Selected extract —
════════════════════

For many decades, the Terminal was operated by two PMA members—Marine Terminals Corporation ("Marine") and its subsidiary, Miles Motor Transport System ("Miles")—whose stevedores were represented by the ILWU and whose mechanics were represented by the IAM.1 In 2002, Evergreen Marine Corporation acquired the right to operate the Terminal and then subcontracted the Terminal's operation to Marine and Miles. In 2012, Evergreen entrusted the Terminal's operation to its subsidiary, Everport, which again rehired Marine and Miles to run the Terminal. The same workforce remained at the Terminal—Marine and Miles continued using ILWU-represented stevedores and IAM-represented mechanics—and Everport had no direct relationship with these workers.

In 2015, dissatisfied with the state of the Terminal's operations, Everport resolved to operate the Terminal itself and informed Marine and Miles that their contract would end on December 4, 2015. Everport needed to hire stevedores from the ILWU to run the Terminal, so it joined the PMA in June 2015. Everport explored subcontracting the Terminal's mechanic work, but ultimately decided to employ the Terminal's mechanics directly.

════════════════════

Data records —
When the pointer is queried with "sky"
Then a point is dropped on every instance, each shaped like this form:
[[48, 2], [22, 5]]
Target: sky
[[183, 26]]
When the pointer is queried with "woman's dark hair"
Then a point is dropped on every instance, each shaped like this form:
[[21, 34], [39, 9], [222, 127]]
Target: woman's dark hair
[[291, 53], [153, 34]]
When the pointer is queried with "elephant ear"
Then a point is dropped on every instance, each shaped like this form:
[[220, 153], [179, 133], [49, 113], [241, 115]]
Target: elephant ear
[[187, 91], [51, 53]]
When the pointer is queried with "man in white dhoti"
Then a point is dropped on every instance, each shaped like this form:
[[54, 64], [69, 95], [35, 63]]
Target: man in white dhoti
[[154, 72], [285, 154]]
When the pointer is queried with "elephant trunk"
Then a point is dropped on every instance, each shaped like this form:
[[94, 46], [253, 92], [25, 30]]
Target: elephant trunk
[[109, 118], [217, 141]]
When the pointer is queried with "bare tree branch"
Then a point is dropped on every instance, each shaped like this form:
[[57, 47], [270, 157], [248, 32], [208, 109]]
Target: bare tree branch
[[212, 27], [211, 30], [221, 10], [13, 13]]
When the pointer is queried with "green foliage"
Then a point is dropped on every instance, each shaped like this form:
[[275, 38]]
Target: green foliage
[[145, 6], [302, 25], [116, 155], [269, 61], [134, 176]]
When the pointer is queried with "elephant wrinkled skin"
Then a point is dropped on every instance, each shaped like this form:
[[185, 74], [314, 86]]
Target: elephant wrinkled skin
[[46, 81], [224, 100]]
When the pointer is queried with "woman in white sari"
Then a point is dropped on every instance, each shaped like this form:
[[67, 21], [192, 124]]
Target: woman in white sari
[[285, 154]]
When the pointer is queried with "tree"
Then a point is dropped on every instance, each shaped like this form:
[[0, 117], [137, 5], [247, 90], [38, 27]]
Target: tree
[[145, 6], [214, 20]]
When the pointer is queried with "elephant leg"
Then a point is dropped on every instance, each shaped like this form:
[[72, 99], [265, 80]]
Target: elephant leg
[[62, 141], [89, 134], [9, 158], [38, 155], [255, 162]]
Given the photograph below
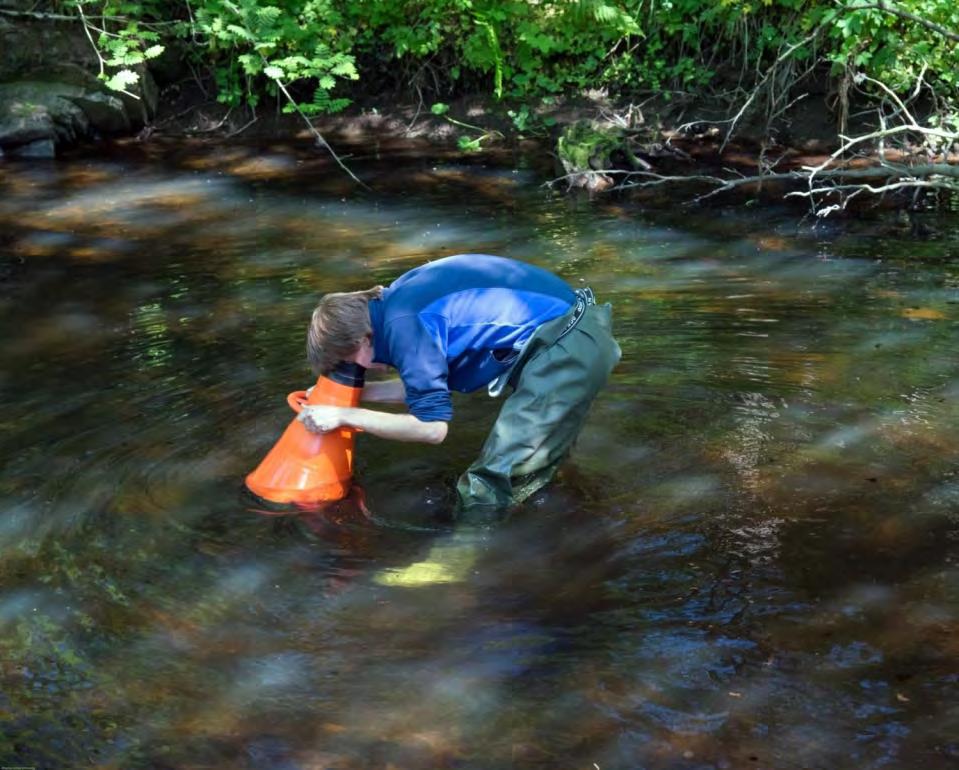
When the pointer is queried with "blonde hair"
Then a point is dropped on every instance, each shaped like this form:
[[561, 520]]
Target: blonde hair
[[340, 322]]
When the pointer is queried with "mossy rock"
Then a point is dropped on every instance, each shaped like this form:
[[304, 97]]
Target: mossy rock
[[584, 147]]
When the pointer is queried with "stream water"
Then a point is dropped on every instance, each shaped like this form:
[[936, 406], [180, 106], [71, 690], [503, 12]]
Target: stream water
[[752, 559]]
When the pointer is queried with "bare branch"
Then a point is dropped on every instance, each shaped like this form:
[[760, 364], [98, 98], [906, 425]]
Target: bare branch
[[880, 5]]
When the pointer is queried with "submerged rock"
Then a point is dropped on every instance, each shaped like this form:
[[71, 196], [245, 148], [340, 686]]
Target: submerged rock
[[50, 96], [589, 152]]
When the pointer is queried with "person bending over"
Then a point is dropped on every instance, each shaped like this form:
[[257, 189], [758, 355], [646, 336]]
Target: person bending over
[[463, 323]]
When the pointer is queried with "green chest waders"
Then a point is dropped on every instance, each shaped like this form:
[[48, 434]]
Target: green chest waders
[[555, 377]]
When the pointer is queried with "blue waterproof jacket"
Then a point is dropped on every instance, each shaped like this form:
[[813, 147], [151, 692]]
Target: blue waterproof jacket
[[456, 323]]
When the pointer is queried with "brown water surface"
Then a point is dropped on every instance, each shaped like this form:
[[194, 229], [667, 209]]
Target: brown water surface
[[752, 561]]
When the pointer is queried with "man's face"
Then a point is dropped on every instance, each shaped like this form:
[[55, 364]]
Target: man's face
[[364, 355]]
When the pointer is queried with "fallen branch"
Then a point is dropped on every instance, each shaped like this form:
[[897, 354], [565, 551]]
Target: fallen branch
[[879, 5]]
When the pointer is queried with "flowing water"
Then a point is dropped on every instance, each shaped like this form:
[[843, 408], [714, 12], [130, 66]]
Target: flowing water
[[752, 560]]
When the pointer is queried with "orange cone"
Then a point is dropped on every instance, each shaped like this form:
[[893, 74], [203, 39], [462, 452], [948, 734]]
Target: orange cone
[[305, 467]]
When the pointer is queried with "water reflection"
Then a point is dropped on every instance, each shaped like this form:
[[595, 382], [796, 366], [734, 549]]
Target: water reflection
[[751, 561]]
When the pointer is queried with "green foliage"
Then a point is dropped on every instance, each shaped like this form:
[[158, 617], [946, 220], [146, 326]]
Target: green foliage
[[521, 50]]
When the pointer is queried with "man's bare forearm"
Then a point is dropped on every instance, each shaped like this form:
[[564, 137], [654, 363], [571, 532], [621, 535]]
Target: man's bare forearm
[[396, 427], [385, 392]]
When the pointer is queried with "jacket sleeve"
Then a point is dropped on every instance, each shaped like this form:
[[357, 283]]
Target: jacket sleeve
[[417, 345]]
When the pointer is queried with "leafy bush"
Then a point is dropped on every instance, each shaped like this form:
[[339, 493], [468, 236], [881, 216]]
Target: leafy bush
[[519, 49]]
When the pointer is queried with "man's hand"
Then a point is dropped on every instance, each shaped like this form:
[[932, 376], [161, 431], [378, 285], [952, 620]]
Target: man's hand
[[396, 427], [322, 419]]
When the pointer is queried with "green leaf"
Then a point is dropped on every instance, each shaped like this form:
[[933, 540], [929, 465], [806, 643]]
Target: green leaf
[[122, 80]]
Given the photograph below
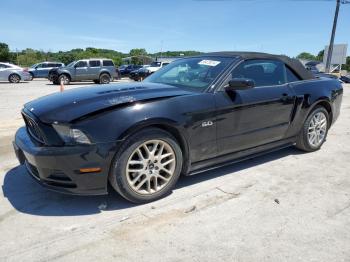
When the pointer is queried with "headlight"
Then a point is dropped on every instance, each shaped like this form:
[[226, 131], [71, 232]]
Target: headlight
[[71, 135]]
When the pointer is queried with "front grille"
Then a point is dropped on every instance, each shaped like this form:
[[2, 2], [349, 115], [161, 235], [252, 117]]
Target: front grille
[[33, 128]]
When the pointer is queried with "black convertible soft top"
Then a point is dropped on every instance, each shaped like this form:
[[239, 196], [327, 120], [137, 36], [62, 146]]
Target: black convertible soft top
[[293, 64]]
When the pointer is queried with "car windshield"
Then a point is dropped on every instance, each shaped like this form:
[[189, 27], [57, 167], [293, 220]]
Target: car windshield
[[194, 73], [155, 64]]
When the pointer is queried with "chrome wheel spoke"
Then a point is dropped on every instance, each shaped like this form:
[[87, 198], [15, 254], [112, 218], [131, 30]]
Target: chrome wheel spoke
[[150, 167], [317, 129]]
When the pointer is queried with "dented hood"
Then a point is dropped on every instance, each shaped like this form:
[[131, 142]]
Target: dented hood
[[75, 103]]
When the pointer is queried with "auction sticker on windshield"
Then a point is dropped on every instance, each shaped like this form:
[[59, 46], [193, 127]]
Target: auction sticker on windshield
[[209, 62]]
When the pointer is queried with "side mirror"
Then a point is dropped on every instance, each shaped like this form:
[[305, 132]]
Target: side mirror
[[240, 84]]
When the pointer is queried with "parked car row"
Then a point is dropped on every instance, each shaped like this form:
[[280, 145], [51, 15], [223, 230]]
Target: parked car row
[[143, 72], [99, 70], [41, 70], [13, 73]]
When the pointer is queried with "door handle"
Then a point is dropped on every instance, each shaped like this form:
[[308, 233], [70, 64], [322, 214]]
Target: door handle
[[285, 97]]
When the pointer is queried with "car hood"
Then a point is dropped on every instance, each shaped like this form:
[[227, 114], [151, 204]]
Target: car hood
[[75, 103]]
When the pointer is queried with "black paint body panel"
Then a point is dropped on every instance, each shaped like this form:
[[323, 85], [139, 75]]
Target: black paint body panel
[[242, 123]]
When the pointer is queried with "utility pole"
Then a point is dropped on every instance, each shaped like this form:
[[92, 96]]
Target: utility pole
[[330, 48]]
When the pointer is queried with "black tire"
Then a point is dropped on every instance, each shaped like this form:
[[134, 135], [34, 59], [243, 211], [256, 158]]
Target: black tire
[[64, 78], [118, 176], [105, 78], [14, 78], [303, 141]]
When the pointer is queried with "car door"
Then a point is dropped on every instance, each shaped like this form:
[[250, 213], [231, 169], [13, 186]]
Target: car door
[[81, 70], [255, 116], [40, 70]]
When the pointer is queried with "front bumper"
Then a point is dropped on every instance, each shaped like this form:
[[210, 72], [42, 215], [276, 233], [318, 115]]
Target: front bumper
[[57, 168]]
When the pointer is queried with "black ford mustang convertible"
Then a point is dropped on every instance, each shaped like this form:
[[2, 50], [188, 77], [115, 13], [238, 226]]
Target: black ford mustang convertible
[[194, 114]]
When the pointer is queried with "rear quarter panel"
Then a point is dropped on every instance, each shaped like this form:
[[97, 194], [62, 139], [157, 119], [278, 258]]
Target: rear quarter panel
[[310, 93]]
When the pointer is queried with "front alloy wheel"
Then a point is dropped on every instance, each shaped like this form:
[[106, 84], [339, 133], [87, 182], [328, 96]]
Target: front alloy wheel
[[314, 131], [317, 129], [14, 78], [150, 167], [147, 167]]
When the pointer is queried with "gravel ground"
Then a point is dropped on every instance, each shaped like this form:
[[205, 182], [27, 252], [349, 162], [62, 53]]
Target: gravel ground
[[284, 206]]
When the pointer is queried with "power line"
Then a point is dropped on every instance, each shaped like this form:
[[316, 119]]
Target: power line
[[331, 44]]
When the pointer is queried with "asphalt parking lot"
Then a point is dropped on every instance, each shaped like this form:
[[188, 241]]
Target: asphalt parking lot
[[284, 206]]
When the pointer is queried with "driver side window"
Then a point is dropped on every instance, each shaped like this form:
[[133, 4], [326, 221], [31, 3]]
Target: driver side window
[[262, 72], [81, 64]]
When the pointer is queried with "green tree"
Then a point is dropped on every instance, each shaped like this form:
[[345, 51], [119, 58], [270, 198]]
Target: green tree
[[4, 52], [306, 56]]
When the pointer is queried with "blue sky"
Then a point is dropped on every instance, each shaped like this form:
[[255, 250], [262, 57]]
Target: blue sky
[[275, 26]]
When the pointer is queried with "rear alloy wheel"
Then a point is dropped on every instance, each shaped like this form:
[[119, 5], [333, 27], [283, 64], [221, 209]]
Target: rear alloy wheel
[[14, 78], [63, 79], [314, 131], [105, 79], [148, 166]]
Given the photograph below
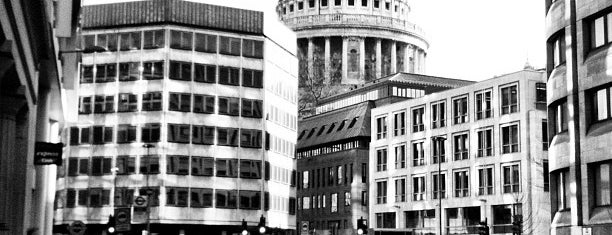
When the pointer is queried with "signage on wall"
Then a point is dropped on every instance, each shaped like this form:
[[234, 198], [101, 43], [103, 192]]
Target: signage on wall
[[48, 153]]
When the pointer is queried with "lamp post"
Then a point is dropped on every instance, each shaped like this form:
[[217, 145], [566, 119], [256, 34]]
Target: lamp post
[[440, 141]]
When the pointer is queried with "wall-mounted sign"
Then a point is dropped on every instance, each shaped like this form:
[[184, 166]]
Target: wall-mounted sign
[[48, 153]]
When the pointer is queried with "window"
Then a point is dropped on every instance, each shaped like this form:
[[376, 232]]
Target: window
[[485, 181], [250, 138], [438, 115], [202, 166], [202, 134], [512, 177], [483, 105], [151, 101], [130, 41], [149, 164], [127, 103], [229, 46], [203, 104], [600, 30], [226, 198], [400, 156], [206, 43], [381, 192], [178, 165], [252, 78], [226, 167], [462, 183], [125, 165], [154, 39], [106, 73], [251, 108], [509, 99], [254, 48], [400, 190], [461, 144], [201, 197], [181, 40], [381, 159], [418, 188], [129, 71], [418, 154], [104, 104], [126, 133], [485, 142], [417, 119], [438, 184], [227, 136], [180, 102], [229, 76], [150, 132], [399, 123], [205, 73], [460, 110], [180, 71], [510, 138]]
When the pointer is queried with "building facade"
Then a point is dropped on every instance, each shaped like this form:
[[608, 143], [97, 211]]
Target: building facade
[[188, 104], [33, 67], [446, 161], [579, 35]]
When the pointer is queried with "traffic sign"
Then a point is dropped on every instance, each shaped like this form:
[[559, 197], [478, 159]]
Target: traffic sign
[[77, 228]]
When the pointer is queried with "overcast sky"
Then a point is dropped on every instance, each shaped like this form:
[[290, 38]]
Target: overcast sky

════════════════════

Instruction — From the account of the Terminal's operators, rewrite the part from "In 2015, dissatisfied" to "Terminal's mechanics directly.", replacing "stevedores" with "dockworkers".

Task answer —
In 2015, dissatisfied with the state of the Terminal's operations, Everport resolved to operate the Terminal itself and informed Marine and Miles that their contract would end on December 4, 2015. Everport needed to hire dockworkers from the ILWU to run the Terminal, so it joined the PMA in June 2015. Everport explored subcontracting the Terminal's mechanic work, but ultimately decided to employ the Terminal's mechanics directly.